— TASK MATERIAL —
::::::::::

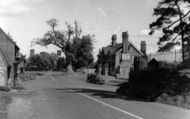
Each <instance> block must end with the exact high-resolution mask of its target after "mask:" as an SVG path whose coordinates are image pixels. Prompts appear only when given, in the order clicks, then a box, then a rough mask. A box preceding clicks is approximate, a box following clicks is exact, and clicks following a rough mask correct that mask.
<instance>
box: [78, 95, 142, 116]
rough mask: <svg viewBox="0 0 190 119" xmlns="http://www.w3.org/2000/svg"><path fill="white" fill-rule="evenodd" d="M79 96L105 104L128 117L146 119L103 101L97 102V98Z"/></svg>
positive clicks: (85, 96)
mask: <svg viewBox="0 0 190 119" xmlns="http://www.w3.org/2000/svg"><path fill="white" fill-rule="evenodd" d="M78 94H79V95H82V96H84V97H87V98H89V99H92V100H94V101H96V102H99V103H101V104H103V105H105V106H108V107H110V108H112V109H115V110H117V111H120V112H123V113H125V114H127V115H130V116H132V117H135V118H137V119H144V118H142V117H140V116H137V115H135V114H132V113H130V112H127V111H125V110H122V109H119V108H117V107H115V106H112V105H109V104H107V103H105V102H102V101H100V100H97V99H95V98H93V97H90V96H88V95H85V94H82V93H78Z"/></svg>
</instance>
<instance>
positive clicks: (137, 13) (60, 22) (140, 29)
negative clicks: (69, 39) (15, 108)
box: [0, 0, 159, 59]
mask: <svg viewBox="0 0 190 119" xmlns="http://www.w3.org/2000/svg"><path fill="white" fill-rule="evenodd" d="M157 3H158V1H155V0H0V27H1V28H2V29H3V30H4V31H5V32H6V33H9V34H10V35H11V36H12V38H13V39H14V41H16V43H17V44H18V46H19V47H20V49H21V50H20V51H21V53H23V54H25V55H27V56H29V52H30V49H35V52H36V53H39V52H41V51H47V52H56V50H57V49H58V48H56V47H54V46H49V47H41V46H37V45H34V46H31V41H32V40H33V39H35V38H39V37H42V36H43V34H44V33H45V32H47V31H48V30H49V29H50V28H49V26H48V25H47V24H46V21H48V20H49V19H51V18H56V19H58V20H59V29H64V28H65V21H67V22H68V23H71V24H72V23H73V22H74V21H75V20H76V21H78V22H79V23H80V25H81V27H82V29H83V34H84V35H85V34H95V40H96V42H95V43H94V47H95V49H94V56H95V57H96V55H97V53H98V51H99V48H102V47H104V46H107V45H109V44H110V42H111V36H112V34H117V42H118V43H119V42H121V41H122V40H121V34H122V32H124V31H126V30H127V31H128V33H129V40H130V41H131V42H132V43H133V44H135V45H136V46H137V47H138V48H140V42H141V41H142V40H144V41H146V43H147V52H148V53H150V52H151V53H153V52H156V51H157V45H156V43H157V41H158V38H159V33H156V34H154V35H153V36H149V35H148V32H149V24H150V23H152V22H153V21H154V20H155V19H156V18H155V17H153V9H154V8H155V7H156V6H157ZM95 59H96V58H95Z"/></svg>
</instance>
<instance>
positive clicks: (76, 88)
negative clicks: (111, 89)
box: [55, 88, 142, 101]
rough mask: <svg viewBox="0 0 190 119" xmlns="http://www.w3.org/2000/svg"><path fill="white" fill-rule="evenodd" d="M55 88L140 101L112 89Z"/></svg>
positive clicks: (101, 95) (67, 90)
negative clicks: (114, 90) (125, 95)
mask: <svg viewBox="0 0 190 119" xmlns="http://www.w3.org/2000/svg"><path fill="white" fill-rule="evenodd" d="M55 90H63V91H66V92H68V93H86V94H90V95H91V96H98V97H101V98H116V99H124V100H128V101H129V100H131V101H142V100H139V99H136V98H133V97H127V96H122V95H118V94H117V93H116V92H113V91H106V90H100V89H84V88H65V89H64V88H56V89H55Z"/></svg>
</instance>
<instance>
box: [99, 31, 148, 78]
mask: <svg viewBox="0 0 190 119" xmlns="http://www.w3.org/2000/svg"><path fill="white" fill-rule="evenodd" d="M139 58H140V59H141V60H138V61H140V62H142V63H140V64H141V65H139V66H140V68H141V69H143V68H146V67H147V60H146V42H145V41H142V42H141V50H139V49H138V48H137V47H136V46H135V45H134V44H133V43H132V42H130V41H129V40H128V33H127V31H126V32H123V33H122V43H117V36H116V34H114V35H113V36H112V38H111V45H108V46H106V47H103V48H102V49H100V51H99V54H98V60H97V63H96V66H95V67H96V69H97V72H101V73H102V74H105V75H116V74H118V76H119V77H120V78H128V77H129V75H128V74H129V71H130V70H131V69H134V66H135V62H136V60H137V59H139ZM142 59H144V60H142ZM143 62H144V63H143Z"/></svg>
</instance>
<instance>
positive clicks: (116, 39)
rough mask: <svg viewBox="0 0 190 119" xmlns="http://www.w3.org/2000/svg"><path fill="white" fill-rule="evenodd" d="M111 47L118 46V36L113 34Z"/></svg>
mask: <svg viewBox="0 0 190 119" xmlns="http://www.w3.org/2000/svg"><path fill="white" fill-rule="evenodd" d="M111 40H112V42H111V46H114V45H116V44H117V42H116V40H117V35H116V34H113V35H112V37H111Z"/></svg>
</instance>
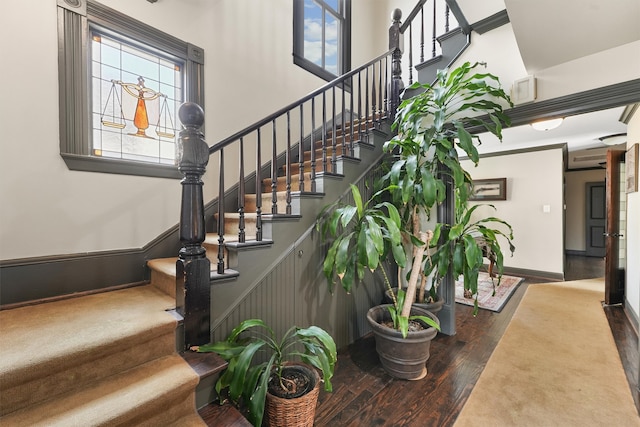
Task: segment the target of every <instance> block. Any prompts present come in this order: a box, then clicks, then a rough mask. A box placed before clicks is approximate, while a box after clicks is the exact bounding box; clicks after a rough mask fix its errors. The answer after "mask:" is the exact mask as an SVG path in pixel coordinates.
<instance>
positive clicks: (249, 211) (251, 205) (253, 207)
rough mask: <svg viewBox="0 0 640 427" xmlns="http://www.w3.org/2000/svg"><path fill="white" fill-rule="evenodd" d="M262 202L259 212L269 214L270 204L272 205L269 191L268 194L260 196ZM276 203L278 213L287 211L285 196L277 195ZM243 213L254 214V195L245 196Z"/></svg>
mask: <svg viewBox="0 0 640 427" xmlns="http://www.w3.org/2000/svg"><path fill="white" fill-rule="evenodd" d="M261 200H262V206H261V208H260V209H261V211H262V213H263V214H265V213H271V211H272V209H271V208H272V203H273V196H272V194H271V191H269V193H267V194H264V193H263V194H262V197H261ZM277 200H278V201H277V202H276V206H277V207H278V212H283V213H284V212H286V209H287V200H286V194H278V195H277ZM244 211H245V212H252V213H254V212H256V195H255V194H247V196H246V197H245V199H244Z"/></svg>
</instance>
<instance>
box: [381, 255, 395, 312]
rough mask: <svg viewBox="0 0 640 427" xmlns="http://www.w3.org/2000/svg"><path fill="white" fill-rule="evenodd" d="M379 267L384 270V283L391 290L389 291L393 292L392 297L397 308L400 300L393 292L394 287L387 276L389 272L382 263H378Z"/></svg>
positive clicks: (386, 286)
mask: <svg viewBox="0 0 640 427" xmlns="http://www.w3.org/2000/svg"><path fill="white" fill-rule="evenodd" d="M378 267H380V270H382V275H383V276H384V284H385V286H386V287H387V289H388V290H389V293H390V294H391V299H392V300H393V305H394V306H396V308H398V300H397V299H396V295H395V294H394V293H393V289H391V282H390V281H389V277H388V276H387V272H386V271H385V269H384V267H383V266H382V263H380V264H378Z"/></svg>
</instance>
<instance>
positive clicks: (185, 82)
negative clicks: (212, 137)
mask: <svg viewBox="0 0 640 427" xmlns="http://www.w3.org/2000/svg"><path fill="white" fill-rule="evenodd" d="M58 23H59V26H58V28H59V52H60V54H59V55H60V57H59V71H60V154H61V156H62V157H63V159H64V160H65V163H66V164H67V166H68V167H69V169H73V170H83V171H95V172H106V173H120V174H129V175H144V176H157V177H171V178H174V177H175V178H179V177H180V176H181V174H180V173H179V172H178V170H177V168H176V166H175V144H176V141H177V138H178V126H179V122H178V118H177V111H178V107H179V106H180V104H182V103H183V102H184V101H193V102H196V103H198V104H200V105H203V101H204V90H203V89H204V88H203V87H202V79H201V75H202V71H203V65H204V64H203V63H204V61H203V59H204V52H203V51H202V49H200V48H198V47H196V46H193V45H191V44H188V43H186V42H183V41H181V40H179V39H176V38H175V37H173V36H170V35H168V34H166V33H163V32H161V31H159V30H157V29H155V28H153V27H150V26H148V25H146V24H144V23H142V22H140V21H137V20H135V19H132V18H130V17H128V16H126V15H124V14H121V13H119V12H117V11H114V10H112V9H109V8H107V7H105V6H102V5H100V4H99V3H95V2H93V1H87V2H86V3H85V0H58Z"/></svg>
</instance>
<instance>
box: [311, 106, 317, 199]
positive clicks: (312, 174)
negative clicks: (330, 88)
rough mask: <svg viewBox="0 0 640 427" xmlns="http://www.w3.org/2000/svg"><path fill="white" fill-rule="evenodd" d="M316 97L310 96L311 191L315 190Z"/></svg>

::::::::::

— TASK DESCRIPTION —
Within the material above, show every line that includes "after".

— ANSWER FOR THE TASK —
Each <instance> block must end with the exact high-resolution mask of its target after "mask:" as an SVG path whose coordinates are image pixels. Prompts appear only when given, in the order clicks, then a box, then a rough mask. A box preceding clicks is approximate, a box following clicks is exact, and clicks following a rough mask correct that mask.
Task: segment the target of every <instance> block. Any prompts present come in this order: a box, then clicks, then a rough mask. A box placed before clicks is approximate, while a box after clicks is the exact bounding box; clicks after a rough mask fix its errors. The answer after "mask:" is the exact mask as an SVG path in pixel coordinates.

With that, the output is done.